## Stated task A
Work out how many lines of the records contain the string "light", and reply with that number alone.

Olivier Manchion (born 1971) is a French musician.

Manchion was born in Suresnes, near Paris.  In 1987 he started to perform on bass guitar together with Amaury Cambuzat. They founded Ulan Bator in 1993. They start to release albums in 1995 on Les Disques Du Soleil Et De L'Acier label. From 1995 to 1998 their studio recording is based in a disused chalkmine in Bougival ("Cradle of Impressionism"), near Paris. In 1996 meets Jean-Hervé Péron and starts immediately a long friendship and collaboration with Faust. The first musical meeting being entitled (and released later) as "Collectif Met(z)". Thenafter, in 1997, a French/Swiss tour as "Faust including Ulan Bator". From 1995 to 1998, Olivier also performs several times with Sleaze Art, a 30 guitars collective by Kasper T. Toeplitz (Ircam). Among others, "Zora Mudd" performances at la Fondation Cartier (1995, Paris-fr), Macba (1996, and Barcelona-sp), Musique Action festival (1998, Nancy-fr). During the summer 1998, contributes to some sessions for "Only Chaos Is Real" by Richard Pinhas's Heldon, together with Maurice Dantec, Norman Spinrad, Antoine and Bernard Paganotti (Magma). Also started the ORA project together with Cambuzat and Ron Anderson (The Molecules). In 2000 is released one of the most popular Ulan Bator album, "Ego:Echo" (produced by Michael Gira), followed in 2002 by "OK:KO", a collection of "Ego:Echo" demo sessions and live recordings.

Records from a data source
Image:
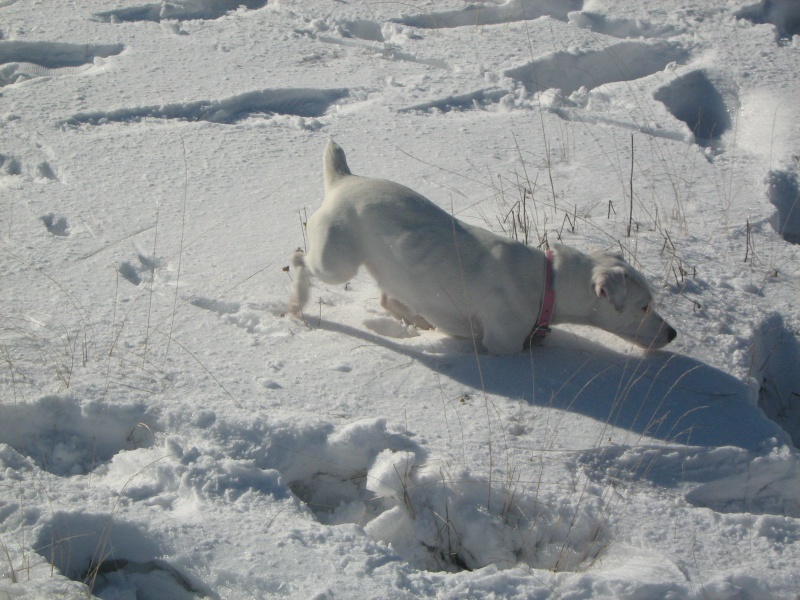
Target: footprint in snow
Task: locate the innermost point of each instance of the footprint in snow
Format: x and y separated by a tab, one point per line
56	225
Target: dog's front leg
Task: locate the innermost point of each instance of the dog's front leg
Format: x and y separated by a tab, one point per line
402	312
302	284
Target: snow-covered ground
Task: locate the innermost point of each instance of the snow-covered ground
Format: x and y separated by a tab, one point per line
166	432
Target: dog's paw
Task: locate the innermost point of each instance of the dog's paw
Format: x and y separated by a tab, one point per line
392	328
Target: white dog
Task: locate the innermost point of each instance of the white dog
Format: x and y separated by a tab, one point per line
435	271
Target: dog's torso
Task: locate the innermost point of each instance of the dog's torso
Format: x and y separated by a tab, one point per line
455	275
435	270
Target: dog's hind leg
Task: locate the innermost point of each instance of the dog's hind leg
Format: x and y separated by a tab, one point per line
402	312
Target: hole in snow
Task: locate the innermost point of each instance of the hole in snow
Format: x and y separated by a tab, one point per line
569	71
114	559
784	193
783	14
693	99
64	438
362	29
776	356
300	102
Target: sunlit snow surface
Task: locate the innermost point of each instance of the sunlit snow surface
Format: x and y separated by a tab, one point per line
167	432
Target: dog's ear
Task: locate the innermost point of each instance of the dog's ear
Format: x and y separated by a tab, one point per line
617	254
609	282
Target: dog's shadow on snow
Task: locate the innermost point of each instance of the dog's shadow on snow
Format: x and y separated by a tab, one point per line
661	395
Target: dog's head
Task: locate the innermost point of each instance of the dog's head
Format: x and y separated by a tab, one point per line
624	304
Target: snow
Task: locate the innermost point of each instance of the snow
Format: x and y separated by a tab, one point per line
167	432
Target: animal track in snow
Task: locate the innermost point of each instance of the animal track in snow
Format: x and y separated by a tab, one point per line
569	71
20	61
477	99
56	225
181	10
249	317
10	166
64	438
301	102
482	14
783	14
142	270
693	99
618	27
114	558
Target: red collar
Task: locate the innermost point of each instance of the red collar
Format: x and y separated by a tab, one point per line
542	327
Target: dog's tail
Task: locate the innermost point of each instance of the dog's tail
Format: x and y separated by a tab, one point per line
334	164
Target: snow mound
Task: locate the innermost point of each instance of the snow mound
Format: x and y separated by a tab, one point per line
65	438
784	193
179	10
783	14
572	70
693	99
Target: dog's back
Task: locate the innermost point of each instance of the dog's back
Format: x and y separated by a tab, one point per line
334	164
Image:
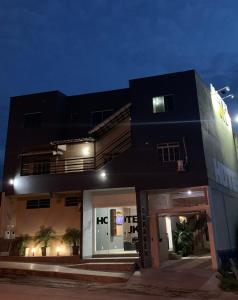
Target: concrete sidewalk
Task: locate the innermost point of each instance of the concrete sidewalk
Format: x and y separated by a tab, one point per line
47	270
182	279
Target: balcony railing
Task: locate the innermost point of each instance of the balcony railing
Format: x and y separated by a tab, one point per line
36	165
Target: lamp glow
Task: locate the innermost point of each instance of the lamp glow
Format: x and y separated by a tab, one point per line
236	119
103	174
57	250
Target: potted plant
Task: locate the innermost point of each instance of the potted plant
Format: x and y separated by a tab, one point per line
72	238
183	239
43	236
22	242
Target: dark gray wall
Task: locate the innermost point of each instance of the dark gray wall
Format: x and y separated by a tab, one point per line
139	166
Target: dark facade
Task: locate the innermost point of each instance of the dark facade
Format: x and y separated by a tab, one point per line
65	118
151	142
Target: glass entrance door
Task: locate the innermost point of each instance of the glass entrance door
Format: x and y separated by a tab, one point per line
101	231
116	230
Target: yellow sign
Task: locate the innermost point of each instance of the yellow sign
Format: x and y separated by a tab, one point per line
220	106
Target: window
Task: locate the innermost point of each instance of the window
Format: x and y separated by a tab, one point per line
41	203
162	104
100	115
169	152
72	201
75	117
33	120
41	168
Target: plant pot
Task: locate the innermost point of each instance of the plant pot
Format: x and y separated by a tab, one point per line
75	250
43	251
22	252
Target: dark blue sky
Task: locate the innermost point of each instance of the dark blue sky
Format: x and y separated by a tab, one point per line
79	46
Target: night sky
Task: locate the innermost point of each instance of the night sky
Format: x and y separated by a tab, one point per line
79	46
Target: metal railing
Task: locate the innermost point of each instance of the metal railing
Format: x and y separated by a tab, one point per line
38	165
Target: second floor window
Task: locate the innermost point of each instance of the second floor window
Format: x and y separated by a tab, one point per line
33	120
169	152
39	203
162	104
72	201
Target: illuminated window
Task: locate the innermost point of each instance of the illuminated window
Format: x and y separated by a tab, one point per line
162	104
169	152
72	201
33	120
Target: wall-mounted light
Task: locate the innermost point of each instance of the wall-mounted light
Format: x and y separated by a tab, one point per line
236	119
57	250
11	181
224	90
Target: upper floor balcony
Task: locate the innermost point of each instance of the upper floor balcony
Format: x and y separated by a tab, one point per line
108	139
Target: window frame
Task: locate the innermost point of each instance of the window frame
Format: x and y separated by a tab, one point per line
38	203
168	152
30	124
168	103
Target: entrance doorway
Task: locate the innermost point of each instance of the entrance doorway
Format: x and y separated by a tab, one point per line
116	230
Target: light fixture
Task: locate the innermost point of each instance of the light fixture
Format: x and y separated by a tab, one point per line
229	96
224	90
57	250
103	174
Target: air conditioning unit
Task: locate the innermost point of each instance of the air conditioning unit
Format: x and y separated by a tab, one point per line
180	166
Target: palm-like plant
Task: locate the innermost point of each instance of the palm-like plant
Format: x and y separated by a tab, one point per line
44	236
22	243
183	238
72	238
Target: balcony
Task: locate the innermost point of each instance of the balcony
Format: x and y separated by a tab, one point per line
75	155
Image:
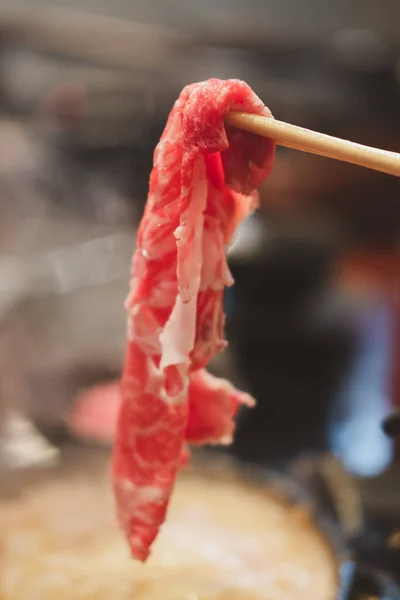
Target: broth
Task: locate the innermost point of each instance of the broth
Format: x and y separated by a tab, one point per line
222	541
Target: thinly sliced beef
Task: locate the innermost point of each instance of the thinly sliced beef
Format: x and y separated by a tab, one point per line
176	319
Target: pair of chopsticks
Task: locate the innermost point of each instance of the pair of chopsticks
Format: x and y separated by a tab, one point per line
298	138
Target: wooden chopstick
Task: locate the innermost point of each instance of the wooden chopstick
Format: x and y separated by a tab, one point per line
298	138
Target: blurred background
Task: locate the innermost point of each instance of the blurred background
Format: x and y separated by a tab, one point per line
313	322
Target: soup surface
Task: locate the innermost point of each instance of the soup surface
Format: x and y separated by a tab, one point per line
222	541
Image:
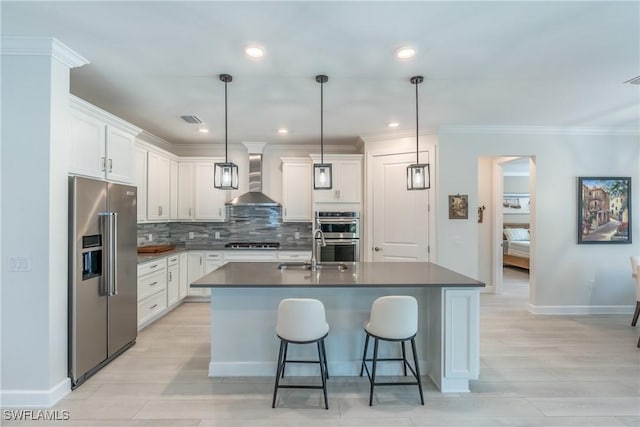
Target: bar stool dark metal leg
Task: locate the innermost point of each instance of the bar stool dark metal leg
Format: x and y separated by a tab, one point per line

## Stated task B
Answer these from the text about Olivier Manchion:
(i) In which town was he born?
(ii) In what year did he and Amaury Cambuzat found Ulan Bator?
(iii) Who produced the album "Ego:Echo"?

## Worked answer A
4

## Worked answer B
(i) Suresnes, near Paris
(ii) 1993
(iii) Michael Gira